Seit August 2017 besteht zwischen dem Bundesinstitut für Risikobewertung (BfR) und dem Harding-Zentrum für Risikokompetenz am Max-Planck-Institut für Bildungsforschung eine zweijährige Forschungskooperation mit dem Ziel, die Ergebnisse aus der gesundheitlichen Risikobewertung allgemeinverständlich zu visualisieren.
„Grafische Elemente haben den Vorteil, dass sie auf einen Blick wichtige Faktoren einer Entscheidung anschaulich darstellen. In der Risikokommunikation sind sie daher unverzichtbar“, sagt BfR-Präsident Professor Dr. Dr. Andreas Hensel. „Wir haben in unserer Forschung zum Risikoverständnis festgestellt, dass wir mit der Kombination von verbaler und grafischer Risikokommunikation Fehleinschätzungen verringern und risikokompetente Entscheidungen fördern können“, ergänzt Professor Dr. Gerd Gigerenzer, Direktor des Harding-Zentrums für Risikokompetenz in Berlin.
Seit den Anfängen der wissenschaftlichen Auseinandersetzung mit Risiken wird zur vereinfachten Kommunikation häufig eine Definition von Risiken nach Eintrittswahrscheinlichkeit und Schadensausmaß vorgenommen. Dabei gilt die Risikomatrix als eine gängige Form der Risikodarstellung, die das Verhältnis zwischen Eintrittswahrscheinlichkeit und Schadensausmaß in Farbabstufungen verdeutlicht. Der Informationswert ist allerdings durch die Beschränkung auf die zweidimensionale Ebene zu gering, um das vollständige Risikoausmaß und die Bewertungsunsicherheiten zu verdeutlichen. Die gegenwärtig existierenden Visualisierungsmodelle helfen insbesondere Verbraucherinnen und Verbrauchern nur teilweise dabei, ohne fachliche Vorkenntnisse individuelle Entscheidungen zu gesundheitlichen Risiken auf Basis bestmöglicher wissenschaftlicher Fakten zu treffen. Im Sommer beschlossen das BfR und das Harding-Zentrum für Risikokompetenz deshalb, gemeinsam informative, transparente, evidenzbasierte und allgemeinverständliche Risikovisualisierungen zu entwickeln.

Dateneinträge
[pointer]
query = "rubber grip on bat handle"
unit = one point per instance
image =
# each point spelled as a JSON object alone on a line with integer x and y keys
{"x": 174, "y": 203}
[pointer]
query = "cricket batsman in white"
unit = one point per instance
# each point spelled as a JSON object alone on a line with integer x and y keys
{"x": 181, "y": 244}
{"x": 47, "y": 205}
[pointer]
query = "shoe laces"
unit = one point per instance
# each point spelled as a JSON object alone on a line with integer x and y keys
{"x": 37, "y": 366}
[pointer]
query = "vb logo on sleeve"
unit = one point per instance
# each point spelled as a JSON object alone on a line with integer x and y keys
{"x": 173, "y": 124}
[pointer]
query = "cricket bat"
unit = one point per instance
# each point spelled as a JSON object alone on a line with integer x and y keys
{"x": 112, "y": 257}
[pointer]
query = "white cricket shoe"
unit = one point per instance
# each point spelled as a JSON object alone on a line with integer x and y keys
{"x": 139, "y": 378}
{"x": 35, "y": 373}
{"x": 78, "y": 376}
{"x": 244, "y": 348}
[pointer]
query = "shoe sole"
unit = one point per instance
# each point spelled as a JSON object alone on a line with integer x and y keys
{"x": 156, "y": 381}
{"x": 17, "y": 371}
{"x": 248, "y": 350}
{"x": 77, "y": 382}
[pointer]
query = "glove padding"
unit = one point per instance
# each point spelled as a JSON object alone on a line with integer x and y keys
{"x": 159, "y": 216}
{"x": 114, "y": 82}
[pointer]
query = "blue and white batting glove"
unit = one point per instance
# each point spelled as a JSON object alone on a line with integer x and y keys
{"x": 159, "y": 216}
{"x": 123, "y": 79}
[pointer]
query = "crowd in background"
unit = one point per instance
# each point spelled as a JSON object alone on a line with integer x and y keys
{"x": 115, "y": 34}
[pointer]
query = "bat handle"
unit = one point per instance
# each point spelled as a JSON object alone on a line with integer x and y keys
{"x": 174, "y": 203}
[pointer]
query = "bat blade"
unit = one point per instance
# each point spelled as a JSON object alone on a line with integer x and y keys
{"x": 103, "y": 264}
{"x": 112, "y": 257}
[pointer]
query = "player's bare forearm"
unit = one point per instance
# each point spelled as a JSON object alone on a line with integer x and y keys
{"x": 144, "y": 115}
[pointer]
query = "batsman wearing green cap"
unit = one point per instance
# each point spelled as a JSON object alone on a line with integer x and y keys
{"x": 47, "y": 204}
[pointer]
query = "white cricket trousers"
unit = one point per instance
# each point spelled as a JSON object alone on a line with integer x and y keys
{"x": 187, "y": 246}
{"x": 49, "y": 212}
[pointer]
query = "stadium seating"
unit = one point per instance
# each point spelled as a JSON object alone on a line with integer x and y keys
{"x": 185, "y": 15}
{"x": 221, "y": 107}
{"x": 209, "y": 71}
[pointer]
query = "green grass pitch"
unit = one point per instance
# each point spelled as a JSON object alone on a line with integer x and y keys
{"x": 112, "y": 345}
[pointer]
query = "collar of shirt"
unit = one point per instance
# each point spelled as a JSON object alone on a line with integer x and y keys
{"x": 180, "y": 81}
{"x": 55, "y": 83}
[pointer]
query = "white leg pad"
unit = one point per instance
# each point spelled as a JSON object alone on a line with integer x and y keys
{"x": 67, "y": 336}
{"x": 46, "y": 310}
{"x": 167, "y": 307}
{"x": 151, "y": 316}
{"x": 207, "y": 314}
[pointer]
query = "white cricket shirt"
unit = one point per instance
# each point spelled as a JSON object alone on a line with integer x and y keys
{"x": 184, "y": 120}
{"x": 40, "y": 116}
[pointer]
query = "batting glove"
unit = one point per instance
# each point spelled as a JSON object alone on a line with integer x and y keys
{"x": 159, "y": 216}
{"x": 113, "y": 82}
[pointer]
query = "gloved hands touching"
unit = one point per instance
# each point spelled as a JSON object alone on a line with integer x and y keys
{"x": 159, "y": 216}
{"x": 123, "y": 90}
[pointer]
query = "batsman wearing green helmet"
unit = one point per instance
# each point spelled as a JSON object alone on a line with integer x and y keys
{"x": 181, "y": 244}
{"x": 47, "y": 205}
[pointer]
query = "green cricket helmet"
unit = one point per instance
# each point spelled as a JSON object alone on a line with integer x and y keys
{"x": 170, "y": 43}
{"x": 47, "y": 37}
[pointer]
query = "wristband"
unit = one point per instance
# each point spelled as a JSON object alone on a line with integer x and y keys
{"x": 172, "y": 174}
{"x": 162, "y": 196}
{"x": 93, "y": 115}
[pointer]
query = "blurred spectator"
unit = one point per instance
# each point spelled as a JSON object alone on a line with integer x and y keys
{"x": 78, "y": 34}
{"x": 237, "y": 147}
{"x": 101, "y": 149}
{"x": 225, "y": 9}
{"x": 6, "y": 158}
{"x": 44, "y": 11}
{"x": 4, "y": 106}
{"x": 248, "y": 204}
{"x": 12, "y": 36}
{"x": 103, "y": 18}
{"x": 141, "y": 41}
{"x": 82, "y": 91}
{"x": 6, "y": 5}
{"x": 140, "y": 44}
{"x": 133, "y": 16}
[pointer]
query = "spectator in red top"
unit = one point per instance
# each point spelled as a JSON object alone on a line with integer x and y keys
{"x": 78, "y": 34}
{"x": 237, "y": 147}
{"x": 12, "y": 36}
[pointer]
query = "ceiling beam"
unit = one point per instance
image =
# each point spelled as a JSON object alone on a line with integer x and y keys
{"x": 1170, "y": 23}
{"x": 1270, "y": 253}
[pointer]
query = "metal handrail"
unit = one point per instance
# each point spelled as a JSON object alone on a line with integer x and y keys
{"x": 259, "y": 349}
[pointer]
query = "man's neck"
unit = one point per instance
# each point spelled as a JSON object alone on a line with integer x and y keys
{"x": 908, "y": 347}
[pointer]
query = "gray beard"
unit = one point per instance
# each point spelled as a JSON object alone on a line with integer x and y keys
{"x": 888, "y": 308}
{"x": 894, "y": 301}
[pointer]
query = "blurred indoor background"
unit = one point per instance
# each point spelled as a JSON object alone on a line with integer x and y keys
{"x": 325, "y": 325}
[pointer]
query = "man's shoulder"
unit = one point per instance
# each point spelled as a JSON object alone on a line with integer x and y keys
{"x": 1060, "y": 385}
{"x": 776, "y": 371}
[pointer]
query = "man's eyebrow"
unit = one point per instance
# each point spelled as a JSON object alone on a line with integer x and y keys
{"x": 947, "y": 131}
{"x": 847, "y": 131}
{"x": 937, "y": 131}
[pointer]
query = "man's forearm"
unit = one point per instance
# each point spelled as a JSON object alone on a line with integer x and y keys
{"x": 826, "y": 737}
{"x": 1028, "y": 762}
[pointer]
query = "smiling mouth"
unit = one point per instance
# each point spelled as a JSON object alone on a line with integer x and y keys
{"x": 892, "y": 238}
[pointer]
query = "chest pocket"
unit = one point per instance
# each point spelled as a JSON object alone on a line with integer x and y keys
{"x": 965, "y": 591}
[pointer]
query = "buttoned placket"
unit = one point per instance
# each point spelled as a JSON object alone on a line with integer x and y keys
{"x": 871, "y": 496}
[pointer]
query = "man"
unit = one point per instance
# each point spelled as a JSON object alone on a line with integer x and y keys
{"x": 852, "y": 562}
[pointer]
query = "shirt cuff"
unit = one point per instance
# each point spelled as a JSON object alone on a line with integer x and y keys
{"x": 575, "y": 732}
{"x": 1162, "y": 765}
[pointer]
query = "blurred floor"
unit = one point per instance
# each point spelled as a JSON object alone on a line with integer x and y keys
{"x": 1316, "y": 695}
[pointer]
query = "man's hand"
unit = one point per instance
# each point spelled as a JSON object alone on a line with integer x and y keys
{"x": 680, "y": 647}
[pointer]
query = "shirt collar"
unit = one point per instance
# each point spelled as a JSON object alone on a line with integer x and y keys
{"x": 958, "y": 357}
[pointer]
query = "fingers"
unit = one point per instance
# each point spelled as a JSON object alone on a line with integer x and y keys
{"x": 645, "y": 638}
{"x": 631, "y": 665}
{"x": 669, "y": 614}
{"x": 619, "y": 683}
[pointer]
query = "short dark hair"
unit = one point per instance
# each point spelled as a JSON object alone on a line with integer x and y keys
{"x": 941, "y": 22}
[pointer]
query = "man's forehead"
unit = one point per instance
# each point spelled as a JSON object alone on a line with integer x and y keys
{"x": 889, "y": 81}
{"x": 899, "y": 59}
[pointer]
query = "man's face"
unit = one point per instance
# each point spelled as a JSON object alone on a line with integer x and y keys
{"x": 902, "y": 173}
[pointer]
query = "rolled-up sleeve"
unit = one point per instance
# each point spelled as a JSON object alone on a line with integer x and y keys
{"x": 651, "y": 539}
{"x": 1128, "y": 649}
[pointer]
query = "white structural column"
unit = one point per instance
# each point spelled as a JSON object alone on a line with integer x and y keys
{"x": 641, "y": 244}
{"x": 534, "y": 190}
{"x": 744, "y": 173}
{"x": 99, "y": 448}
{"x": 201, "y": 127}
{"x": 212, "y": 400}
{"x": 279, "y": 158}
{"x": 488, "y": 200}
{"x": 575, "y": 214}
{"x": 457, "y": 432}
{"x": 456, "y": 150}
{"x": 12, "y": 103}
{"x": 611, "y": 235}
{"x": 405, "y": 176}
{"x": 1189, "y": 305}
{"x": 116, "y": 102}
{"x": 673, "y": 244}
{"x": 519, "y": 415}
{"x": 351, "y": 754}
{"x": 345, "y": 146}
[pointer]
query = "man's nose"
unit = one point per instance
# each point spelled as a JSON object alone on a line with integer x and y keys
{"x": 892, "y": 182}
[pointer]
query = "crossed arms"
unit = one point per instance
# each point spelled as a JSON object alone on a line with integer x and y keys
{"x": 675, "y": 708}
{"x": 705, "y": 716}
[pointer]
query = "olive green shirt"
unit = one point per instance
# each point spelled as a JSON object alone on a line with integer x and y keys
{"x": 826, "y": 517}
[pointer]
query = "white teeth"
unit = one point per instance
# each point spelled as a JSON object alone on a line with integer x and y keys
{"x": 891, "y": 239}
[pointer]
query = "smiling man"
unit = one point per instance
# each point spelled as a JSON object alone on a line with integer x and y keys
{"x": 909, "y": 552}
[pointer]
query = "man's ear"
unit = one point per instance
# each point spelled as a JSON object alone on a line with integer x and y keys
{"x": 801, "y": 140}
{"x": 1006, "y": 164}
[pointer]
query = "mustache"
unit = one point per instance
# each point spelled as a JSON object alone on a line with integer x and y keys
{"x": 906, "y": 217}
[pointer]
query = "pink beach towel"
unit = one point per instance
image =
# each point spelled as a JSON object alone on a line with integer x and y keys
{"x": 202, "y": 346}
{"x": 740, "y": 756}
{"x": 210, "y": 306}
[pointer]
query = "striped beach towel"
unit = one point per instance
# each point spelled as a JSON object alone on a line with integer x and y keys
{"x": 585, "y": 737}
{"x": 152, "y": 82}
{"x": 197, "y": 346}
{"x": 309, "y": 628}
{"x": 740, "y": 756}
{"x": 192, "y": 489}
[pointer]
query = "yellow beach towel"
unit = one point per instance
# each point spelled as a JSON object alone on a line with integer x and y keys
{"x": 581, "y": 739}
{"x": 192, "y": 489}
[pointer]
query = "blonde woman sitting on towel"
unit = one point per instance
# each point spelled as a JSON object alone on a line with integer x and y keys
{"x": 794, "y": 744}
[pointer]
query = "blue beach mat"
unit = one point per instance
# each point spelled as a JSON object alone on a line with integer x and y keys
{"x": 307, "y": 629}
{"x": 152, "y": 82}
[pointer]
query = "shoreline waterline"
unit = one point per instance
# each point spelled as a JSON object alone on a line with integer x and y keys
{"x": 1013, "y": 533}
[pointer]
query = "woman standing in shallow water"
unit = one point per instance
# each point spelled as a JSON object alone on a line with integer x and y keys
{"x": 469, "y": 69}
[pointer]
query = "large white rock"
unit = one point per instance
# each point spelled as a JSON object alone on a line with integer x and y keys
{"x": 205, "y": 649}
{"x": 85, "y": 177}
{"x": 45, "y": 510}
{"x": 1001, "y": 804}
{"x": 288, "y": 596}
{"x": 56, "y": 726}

**Fragen zum Text**
(1) Kopieren Sie aus dem Text zur Risikovisualisierung den Abschnitt von „Seit August 2017“ bis „allgemeinverständlich zu visualisieren.“ wortgetreu.
(2) Wer ist laut dem Text zur Risikovisualisierung Direktor des Harding-Zentrums für Risikokompetenz in Berlin?
Die Daten spielen hierfür keine Rolle.

**Ergebnisse je Aufgabe**
(1)
Seit August 2017 besteht zwischen dem Bundesinstitut für Risikobewertung (BfR) und dem Harding-Zentrum für Risikokompetenz am Max-Planck-Institut für Bildungsforschung eine zweijährige Forschungskooperation mit dem Ziel, die Ergebnisse aus der gesundheitlichen Risikobewertung allgemeinverständlich zu visualisieren.

(2) Professor Dr. Gerd Gigerenzer.